DIRECTIONS:
Write out all of the records below, character for character.

Region annotation entries:
┄┄┄┄┄┄

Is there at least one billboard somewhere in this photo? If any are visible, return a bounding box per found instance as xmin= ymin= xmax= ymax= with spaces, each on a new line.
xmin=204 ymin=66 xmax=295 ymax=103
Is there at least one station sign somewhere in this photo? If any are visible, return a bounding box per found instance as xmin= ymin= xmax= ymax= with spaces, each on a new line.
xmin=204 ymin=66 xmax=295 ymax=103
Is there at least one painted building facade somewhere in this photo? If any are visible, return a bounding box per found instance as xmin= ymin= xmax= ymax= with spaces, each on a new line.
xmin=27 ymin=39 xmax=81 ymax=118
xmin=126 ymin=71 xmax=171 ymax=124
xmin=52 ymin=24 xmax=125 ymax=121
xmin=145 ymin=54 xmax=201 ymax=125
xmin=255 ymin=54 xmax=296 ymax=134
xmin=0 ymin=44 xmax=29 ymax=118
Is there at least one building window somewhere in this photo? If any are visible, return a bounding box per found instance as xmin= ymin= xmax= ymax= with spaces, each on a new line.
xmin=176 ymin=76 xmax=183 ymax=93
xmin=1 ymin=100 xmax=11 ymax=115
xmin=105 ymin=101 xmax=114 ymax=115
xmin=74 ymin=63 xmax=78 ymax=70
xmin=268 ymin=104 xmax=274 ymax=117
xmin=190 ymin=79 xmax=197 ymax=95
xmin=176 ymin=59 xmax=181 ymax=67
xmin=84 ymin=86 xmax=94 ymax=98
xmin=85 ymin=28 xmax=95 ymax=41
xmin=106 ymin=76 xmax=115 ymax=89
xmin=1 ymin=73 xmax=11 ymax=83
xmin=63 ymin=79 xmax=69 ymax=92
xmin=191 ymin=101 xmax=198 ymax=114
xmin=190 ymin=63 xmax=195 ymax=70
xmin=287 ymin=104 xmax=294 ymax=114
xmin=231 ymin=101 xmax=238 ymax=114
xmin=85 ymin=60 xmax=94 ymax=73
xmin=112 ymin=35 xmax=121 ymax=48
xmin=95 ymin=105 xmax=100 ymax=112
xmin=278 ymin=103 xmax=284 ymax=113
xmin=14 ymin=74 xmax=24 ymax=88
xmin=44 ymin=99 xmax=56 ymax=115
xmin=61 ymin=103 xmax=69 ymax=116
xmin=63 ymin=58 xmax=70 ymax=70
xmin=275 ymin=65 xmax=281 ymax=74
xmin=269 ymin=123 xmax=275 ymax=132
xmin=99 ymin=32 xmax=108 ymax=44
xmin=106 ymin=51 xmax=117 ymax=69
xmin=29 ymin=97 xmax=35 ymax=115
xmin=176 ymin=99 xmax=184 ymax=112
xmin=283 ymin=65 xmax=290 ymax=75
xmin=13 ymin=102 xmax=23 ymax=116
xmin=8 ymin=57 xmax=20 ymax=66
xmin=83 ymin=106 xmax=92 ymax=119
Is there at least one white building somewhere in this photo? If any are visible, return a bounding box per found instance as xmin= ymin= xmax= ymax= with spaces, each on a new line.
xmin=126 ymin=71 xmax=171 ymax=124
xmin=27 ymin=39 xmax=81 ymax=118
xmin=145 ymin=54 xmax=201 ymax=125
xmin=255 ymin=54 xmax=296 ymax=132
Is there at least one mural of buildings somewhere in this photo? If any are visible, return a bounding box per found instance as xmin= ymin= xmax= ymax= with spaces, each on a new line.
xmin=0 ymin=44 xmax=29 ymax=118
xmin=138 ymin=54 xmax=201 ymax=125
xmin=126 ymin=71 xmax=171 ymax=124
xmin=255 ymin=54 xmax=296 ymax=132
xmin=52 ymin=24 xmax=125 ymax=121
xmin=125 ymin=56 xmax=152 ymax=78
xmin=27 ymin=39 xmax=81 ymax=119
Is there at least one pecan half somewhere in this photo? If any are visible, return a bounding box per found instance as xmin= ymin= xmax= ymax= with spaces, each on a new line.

┄┄┄┄┄┄

RESPONSE TO THIS EXERCISE:
Is there at least one billboard somewhere in this photo? If any are visible, return a bounding box per found instance as xmin= ymin= xmax= ymax= with spaces, each on a new line.
xmin=204 ymin=66 xmax=295 ymax=103
Is there at least one station sign somewhere in this photo? If any are visible, return a bounding box per found instance as xmin= ymin= xmax= ymax= with spaces, each on a new line.
xmin=204 ymin=66 xmax=295 ymax=103
Is there at least one painted building facade somewhere in this photo? If any are visible, return a bounding box per found instance as xmin= ymin= xmax= ymax= with spaces, each on a new line.
xmin=27 ymin=39 xmax=81 ymax=118
xmin=126 ymin=71 xmax=171 ymax=124
xmin=52 ymin=24 xmax=125 ymax=121
xmin=145 ymin=54 xmax=201 ymax=125
xmin=255 ymin=54 xmax=296 ymax=134
xmin=0 ymin=44 xmax=29 ymax=118
Is there at least one building window somewhere in this photo? If any are visible, return a bounding box per found instance as xmin= ymin= xmax= ymax= with spaces, each on a new line.
xmin=176 ymin=76 xmax=183 ymax=93
xmin=1 ymin=100 xmax=11 ymax=115
xmin=105 ymin=101 xmax=114 ymax=115
xmin=74 ymin=63 xmax=78 ymax=70
xmin=268 ymin=104 xmax=274 ymax=117
xmin=190 ymin=79 xmax=197 ymax=95
xmin=176 ymin=59 xmax=181 ymax=67
xmin=84 ymin=86 xmax=94 ymax=98
xmin=85 ymin=28 xmax=95 ymax=41
xmin=106 ymin=76 xmax=115 ymax=89
xmin=1 ymin=73 xmax=11 ymax=83
xmin=63 ymin=79 xmax=69 ymax=92
xmin=191 ymin=101 xmax=198 ymax=114
xmin=190 ymin=63 xmax=195 ymax=70
xmin=287 ymin=104 xmax=294 ymax=114
xmin=231 ymin=101 xmax=238 ymax=114
xmin=85 ymin=60 xmax=94 ymax=73
xmin=112 ymin=35 xmax=121 ymax=48
xmin=95 ymin=105 xmax=100 ymax=112
xmin=278 ymin=103 xmax=284 ymax=113
xmin=14 ymin=74 xmax=24 ymax=88
xmin=44 ymin=99 xmax=56 ymax=115
xmin=61 ymin=103 xmax=69 ymax=116
xmin=63 ymin=58 xmax=70 ymax=70
xmin=275 ymin=65 xmax=281 ymax=74
xmin=269 ymin=123 xmax=275 ymax=132
xmin=99 ymin=32 xmax=108 ymax=44
xmin=106 ymin=51 xmax=117 ymax=69
xmin=29 ymin=97 xmax=35 ymax=115
xmin=176 ymin=99 xmax=184 ymax=112
xmin=283 ymin=65 xmax=290 ymax=75
xmin=13 ymin=102 xmax=23 ymax=116
xmin=8 ymin=57 xmax=20 ymax=66
xmin=83 ymin=106 xmax=92 ymax=119
Is there at least one white building somewhere in this photo? If any are visible, return a bounding box per found instance as xmin= ymin= xmax= ymax= with spaces, each on a new line.
xmin=126 ymin=71 xmax=171 ymax=124
xmin=27 ymin=39 xmax=81 ymax=118
xmin=145 ymin=54 xmax=201 ymax=125
xmin=255 ymin=54 xmax=296 ymax=132
Is there at least one mural of buildings somewhere in this photo? If any are visible, return a bounding box per found instance as xmin= ymin= xmax= ymax= with spaces, each on a new line.
xmin=0 ymin=44 xmax=29 ymax=118
xmin=138 ymin=54 xmax=201 ymax=125
xmin=126 ymin=71 xmax=171 ymax=124
xmin=255 ymin=54 xmax=296 ymax=132
xmin=52 ymin=24 xmax=125 ymax=121
xmin=125 ymin=56 xmax=152 ymax=78
xmin=27 ymin=39 xmax=81 ymax=119
Is there at least one pecan half somewhere in this photo? If any are visible, return a bounding box per found instance as xmin= ymin= xmax= ymax= with spaces, each on a new line.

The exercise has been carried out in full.